Point-per-instance localization data:
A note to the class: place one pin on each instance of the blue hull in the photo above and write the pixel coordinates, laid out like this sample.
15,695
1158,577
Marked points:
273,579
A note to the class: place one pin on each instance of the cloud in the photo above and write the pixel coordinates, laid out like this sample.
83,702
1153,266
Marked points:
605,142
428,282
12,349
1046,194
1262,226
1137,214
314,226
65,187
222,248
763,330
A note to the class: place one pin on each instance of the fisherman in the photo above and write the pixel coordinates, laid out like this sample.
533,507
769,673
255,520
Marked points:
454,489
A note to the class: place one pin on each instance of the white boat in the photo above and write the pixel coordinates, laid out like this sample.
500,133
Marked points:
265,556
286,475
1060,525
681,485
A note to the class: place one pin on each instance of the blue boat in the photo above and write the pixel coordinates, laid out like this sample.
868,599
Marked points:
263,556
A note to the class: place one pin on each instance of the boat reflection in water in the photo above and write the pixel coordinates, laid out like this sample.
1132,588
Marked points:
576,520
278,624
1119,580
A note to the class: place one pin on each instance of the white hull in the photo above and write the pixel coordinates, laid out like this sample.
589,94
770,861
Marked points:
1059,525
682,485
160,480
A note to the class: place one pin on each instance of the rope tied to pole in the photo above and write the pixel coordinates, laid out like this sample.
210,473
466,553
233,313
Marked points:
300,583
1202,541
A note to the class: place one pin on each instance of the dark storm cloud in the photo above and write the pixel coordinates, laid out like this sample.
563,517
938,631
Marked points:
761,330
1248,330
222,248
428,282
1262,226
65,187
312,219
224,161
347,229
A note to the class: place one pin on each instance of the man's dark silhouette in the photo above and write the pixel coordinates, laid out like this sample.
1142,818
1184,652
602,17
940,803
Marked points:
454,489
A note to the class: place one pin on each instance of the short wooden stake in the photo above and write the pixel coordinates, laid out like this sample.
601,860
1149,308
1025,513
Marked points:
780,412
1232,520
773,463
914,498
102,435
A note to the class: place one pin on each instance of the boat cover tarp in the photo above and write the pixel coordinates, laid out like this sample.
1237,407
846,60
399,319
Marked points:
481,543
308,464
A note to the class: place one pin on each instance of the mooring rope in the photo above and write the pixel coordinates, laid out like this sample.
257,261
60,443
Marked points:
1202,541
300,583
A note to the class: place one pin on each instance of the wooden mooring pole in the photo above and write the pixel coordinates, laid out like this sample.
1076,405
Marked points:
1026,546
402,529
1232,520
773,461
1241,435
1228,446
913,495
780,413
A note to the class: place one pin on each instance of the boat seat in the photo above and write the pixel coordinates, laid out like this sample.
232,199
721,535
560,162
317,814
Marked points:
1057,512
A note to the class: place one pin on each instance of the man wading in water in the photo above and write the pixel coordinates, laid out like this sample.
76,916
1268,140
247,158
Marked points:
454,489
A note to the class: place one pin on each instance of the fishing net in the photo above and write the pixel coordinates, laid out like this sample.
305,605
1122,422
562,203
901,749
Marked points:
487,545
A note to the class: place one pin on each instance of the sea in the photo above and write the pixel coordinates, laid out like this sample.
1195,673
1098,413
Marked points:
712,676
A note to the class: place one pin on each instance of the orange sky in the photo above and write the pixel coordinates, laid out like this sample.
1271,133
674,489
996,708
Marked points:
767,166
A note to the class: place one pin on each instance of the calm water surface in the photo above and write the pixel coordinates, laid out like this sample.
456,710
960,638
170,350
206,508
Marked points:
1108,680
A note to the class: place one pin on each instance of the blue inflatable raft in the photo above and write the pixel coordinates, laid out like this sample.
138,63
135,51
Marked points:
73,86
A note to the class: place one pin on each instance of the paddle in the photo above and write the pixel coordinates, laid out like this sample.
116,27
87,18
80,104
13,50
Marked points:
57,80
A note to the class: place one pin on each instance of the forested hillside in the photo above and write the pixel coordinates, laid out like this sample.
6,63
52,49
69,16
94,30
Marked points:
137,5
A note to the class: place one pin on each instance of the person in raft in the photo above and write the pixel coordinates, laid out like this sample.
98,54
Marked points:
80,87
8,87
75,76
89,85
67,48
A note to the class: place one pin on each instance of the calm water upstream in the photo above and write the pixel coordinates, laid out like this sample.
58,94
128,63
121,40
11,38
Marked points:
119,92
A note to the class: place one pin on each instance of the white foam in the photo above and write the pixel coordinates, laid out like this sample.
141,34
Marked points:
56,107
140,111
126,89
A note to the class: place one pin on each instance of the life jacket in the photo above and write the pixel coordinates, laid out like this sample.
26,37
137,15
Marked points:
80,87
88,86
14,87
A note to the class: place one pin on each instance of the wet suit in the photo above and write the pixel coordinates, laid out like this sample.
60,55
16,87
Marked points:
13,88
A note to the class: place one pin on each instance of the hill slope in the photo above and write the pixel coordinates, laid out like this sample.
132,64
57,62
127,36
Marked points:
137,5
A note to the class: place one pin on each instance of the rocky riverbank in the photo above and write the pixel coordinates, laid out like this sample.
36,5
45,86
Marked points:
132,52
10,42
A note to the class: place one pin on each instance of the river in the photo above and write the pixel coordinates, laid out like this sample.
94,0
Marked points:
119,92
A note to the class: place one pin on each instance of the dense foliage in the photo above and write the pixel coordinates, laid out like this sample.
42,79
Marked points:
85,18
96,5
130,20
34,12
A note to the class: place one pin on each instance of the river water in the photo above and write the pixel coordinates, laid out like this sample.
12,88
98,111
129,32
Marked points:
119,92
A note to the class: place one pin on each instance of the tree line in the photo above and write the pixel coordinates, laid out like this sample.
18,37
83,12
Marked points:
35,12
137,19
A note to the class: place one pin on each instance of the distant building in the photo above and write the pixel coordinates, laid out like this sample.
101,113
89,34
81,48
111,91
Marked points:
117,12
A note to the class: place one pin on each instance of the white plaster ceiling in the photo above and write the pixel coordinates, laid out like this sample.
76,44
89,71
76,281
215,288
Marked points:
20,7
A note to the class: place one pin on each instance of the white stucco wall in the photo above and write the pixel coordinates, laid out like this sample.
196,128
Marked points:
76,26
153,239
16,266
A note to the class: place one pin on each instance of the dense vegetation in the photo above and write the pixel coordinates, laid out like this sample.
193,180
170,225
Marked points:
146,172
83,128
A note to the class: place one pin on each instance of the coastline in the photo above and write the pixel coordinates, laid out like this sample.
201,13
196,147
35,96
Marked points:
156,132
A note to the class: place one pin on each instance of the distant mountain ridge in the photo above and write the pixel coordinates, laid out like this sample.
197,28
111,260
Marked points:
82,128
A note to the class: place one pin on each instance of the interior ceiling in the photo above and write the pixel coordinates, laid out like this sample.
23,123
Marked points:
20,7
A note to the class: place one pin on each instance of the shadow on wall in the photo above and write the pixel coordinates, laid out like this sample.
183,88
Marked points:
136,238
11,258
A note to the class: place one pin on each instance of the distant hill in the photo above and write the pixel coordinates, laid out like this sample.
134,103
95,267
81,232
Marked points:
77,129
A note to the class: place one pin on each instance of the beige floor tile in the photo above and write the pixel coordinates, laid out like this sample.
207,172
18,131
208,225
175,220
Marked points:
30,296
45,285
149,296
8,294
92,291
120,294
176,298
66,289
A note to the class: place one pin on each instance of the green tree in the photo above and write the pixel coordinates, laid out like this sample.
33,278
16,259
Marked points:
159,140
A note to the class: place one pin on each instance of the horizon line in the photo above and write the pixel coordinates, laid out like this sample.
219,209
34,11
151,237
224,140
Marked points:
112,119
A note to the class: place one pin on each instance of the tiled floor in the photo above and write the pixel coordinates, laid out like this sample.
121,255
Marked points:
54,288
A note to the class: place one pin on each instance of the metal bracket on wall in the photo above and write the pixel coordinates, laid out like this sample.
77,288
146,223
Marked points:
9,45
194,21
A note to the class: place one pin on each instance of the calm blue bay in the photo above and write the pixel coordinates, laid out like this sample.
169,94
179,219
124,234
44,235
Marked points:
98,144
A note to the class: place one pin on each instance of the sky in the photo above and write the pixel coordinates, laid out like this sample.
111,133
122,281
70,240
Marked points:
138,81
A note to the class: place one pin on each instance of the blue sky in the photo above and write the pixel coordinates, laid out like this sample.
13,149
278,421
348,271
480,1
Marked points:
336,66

» **Task instructions**: Tally every line in these entries where the string "pole" occurs. The tally alone is the answer.

» **Result**: 2